Collect every line of the records below that contains the word "latex", and copy each such line.

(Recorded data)
☆ ☆ ☆
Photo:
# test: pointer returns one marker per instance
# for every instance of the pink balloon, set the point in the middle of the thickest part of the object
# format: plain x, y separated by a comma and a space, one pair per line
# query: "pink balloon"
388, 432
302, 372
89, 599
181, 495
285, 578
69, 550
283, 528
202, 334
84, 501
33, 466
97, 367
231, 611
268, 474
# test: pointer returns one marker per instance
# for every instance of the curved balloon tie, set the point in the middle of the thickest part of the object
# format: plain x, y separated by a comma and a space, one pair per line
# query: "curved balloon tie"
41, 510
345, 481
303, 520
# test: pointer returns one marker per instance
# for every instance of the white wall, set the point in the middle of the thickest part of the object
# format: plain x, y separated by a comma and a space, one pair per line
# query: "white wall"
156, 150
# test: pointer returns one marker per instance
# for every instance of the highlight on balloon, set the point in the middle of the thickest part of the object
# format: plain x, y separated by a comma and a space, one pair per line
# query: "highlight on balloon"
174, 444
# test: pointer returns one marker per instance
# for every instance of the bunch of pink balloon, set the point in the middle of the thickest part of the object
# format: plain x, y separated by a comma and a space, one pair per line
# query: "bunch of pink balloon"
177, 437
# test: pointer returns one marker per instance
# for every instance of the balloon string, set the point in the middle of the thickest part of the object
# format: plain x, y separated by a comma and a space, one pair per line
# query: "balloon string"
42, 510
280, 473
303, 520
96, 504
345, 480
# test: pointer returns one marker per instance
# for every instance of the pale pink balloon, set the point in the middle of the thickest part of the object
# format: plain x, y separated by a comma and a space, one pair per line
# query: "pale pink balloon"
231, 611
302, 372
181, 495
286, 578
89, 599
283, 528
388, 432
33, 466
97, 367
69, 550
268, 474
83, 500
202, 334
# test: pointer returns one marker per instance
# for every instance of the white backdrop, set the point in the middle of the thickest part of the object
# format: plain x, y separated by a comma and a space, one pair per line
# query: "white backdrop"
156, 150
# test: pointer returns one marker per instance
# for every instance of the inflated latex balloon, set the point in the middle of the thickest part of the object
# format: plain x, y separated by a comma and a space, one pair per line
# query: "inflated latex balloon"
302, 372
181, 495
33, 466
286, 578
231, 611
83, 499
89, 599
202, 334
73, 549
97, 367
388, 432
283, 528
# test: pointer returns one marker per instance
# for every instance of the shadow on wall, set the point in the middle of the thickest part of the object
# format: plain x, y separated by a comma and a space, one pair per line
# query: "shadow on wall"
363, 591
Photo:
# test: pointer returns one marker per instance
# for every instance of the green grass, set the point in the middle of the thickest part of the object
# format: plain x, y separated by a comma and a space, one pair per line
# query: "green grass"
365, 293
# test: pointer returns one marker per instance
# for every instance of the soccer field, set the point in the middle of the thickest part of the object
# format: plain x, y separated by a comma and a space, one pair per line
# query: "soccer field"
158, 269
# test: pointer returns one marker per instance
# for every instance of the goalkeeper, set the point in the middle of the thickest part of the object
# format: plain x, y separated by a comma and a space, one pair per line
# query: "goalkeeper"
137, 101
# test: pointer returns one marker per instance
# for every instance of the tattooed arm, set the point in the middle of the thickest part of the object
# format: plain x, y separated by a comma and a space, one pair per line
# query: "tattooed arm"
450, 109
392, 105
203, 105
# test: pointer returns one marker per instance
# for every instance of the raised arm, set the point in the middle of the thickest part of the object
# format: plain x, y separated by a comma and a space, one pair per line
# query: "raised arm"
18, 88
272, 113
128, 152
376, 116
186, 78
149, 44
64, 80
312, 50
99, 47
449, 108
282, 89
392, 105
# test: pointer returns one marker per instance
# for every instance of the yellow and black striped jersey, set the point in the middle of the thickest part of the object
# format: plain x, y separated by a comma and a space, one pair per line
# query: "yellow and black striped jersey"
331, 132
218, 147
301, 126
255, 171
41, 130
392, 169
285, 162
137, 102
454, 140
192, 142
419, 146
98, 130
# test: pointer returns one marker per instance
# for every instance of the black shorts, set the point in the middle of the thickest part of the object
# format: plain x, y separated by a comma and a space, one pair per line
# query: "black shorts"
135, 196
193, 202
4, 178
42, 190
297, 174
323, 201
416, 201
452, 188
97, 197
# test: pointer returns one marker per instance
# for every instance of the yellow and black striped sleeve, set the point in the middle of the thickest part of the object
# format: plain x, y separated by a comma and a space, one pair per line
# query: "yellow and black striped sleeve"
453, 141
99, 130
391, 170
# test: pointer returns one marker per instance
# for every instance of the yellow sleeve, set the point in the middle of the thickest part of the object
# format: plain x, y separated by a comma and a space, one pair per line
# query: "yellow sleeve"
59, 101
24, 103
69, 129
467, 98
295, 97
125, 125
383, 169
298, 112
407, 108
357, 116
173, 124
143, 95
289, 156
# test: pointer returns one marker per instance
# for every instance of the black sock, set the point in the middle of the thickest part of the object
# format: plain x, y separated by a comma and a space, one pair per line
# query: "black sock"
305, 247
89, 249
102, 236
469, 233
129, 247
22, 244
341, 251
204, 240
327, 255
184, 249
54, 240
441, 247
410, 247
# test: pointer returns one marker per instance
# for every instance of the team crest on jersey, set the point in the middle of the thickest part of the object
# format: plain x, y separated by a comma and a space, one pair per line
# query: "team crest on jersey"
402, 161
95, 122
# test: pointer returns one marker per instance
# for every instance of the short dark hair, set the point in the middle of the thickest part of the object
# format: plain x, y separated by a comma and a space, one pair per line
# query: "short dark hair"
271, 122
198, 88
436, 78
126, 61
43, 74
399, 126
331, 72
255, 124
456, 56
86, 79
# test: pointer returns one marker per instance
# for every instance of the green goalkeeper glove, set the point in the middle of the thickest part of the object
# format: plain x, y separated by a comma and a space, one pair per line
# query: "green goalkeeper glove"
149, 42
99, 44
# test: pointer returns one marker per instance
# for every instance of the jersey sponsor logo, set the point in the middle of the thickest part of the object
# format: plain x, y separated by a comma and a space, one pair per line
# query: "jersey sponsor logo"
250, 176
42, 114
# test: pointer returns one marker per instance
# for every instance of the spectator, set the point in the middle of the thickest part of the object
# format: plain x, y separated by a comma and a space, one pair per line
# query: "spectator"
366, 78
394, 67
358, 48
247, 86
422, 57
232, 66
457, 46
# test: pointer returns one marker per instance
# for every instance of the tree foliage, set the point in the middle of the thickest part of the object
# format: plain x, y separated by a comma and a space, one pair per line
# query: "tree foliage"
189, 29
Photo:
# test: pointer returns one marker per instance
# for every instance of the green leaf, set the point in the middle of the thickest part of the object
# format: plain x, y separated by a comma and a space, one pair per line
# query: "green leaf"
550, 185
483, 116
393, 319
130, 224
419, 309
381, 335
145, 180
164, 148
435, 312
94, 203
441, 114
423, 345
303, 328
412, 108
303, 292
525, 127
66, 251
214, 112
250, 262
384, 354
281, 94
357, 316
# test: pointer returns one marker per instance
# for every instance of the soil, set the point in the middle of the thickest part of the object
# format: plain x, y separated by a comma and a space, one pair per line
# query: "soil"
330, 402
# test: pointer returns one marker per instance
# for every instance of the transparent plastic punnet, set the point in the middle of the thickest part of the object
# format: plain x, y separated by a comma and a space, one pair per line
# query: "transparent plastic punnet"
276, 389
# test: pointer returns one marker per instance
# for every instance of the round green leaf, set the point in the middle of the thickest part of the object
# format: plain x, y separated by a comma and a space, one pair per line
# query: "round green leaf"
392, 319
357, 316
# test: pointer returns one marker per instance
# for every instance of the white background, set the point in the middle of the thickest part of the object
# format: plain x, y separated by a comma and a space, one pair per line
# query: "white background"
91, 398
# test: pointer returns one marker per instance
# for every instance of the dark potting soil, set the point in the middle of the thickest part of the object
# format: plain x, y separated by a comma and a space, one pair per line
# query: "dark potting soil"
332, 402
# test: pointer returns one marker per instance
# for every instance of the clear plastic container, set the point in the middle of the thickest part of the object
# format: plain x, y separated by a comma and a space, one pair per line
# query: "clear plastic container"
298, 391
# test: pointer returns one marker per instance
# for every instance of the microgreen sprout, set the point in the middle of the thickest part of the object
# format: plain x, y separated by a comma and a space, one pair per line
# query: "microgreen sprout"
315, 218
☆ ☆ ☆
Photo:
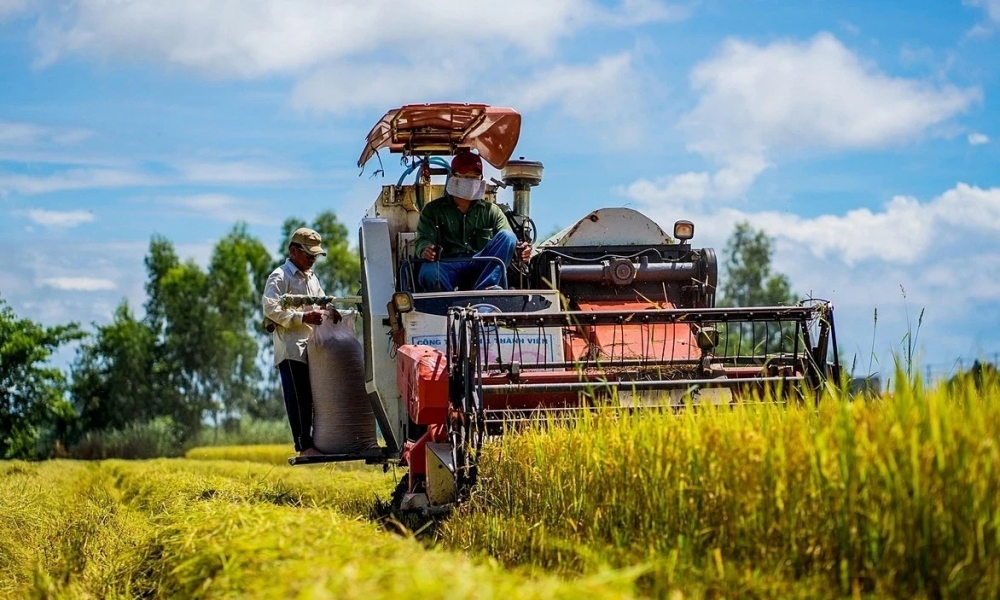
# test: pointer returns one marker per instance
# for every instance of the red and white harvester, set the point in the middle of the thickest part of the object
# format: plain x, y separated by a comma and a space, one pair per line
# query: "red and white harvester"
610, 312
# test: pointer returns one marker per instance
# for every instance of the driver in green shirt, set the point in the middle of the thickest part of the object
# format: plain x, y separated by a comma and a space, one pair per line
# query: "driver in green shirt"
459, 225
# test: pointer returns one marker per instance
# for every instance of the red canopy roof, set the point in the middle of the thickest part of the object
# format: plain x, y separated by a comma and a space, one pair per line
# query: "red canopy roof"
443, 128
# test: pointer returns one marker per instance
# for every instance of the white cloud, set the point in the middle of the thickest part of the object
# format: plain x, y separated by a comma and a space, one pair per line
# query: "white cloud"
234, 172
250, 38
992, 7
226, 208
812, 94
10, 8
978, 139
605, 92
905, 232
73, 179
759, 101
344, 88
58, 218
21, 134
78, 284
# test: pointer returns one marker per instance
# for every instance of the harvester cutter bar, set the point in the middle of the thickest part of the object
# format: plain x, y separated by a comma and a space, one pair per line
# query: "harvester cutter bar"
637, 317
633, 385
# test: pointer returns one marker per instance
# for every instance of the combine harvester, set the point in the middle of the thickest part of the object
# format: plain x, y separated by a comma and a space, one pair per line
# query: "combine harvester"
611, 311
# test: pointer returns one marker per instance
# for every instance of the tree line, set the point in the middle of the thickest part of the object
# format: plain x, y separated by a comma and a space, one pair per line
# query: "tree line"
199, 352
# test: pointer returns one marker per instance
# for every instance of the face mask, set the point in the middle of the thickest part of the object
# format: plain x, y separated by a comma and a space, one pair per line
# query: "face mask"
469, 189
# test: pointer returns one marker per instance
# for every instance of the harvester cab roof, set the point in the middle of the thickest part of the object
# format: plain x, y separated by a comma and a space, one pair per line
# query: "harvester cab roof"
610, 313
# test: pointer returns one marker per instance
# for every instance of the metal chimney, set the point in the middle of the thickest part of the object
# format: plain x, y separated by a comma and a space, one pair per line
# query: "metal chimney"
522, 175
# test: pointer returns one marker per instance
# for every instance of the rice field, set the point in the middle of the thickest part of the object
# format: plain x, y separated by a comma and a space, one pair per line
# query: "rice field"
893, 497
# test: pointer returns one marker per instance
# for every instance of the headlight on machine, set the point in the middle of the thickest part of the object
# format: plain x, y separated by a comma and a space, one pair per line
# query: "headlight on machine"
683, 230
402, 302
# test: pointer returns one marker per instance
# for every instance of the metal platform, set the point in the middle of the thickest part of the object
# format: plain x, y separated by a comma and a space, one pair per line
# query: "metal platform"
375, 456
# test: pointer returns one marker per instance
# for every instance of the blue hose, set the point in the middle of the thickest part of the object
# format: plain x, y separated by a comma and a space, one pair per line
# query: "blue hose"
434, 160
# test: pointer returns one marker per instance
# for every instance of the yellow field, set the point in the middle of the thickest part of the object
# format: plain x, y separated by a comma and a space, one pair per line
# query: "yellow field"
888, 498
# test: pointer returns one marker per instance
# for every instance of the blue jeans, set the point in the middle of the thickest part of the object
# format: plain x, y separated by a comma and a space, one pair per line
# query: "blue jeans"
☆ ☆ ☆
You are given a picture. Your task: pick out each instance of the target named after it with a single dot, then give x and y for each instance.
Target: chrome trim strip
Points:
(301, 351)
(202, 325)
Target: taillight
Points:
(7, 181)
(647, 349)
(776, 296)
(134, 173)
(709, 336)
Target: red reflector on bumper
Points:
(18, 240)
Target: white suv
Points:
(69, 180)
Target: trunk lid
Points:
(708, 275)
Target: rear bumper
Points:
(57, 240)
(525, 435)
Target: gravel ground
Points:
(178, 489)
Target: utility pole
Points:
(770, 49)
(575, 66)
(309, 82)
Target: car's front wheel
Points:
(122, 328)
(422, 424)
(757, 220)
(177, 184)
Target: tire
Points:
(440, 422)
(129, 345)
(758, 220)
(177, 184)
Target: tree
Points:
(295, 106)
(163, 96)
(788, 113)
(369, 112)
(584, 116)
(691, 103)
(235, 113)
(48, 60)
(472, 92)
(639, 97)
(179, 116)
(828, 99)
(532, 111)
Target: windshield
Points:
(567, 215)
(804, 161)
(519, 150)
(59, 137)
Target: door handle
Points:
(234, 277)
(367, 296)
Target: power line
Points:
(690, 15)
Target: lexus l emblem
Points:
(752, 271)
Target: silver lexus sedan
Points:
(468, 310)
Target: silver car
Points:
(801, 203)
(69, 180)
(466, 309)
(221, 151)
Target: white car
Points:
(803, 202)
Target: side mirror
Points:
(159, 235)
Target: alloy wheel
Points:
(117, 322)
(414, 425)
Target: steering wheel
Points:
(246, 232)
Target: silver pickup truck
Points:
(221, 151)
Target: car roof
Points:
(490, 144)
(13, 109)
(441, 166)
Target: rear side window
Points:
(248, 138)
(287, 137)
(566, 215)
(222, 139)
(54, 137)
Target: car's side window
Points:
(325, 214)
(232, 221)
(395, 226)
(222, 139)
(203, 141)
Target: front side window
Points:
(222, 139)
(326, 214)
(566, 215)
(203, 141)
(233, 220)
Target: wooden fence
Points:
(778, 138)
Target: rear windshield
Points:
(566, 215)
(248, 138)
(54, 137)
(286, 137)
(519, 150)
☆ ☆ ☆
Answer for this exercise ::
# for every instance of the inflated latex balloon, set the point in the middle of the thickest part of the object
# query: "inflated latex balloon"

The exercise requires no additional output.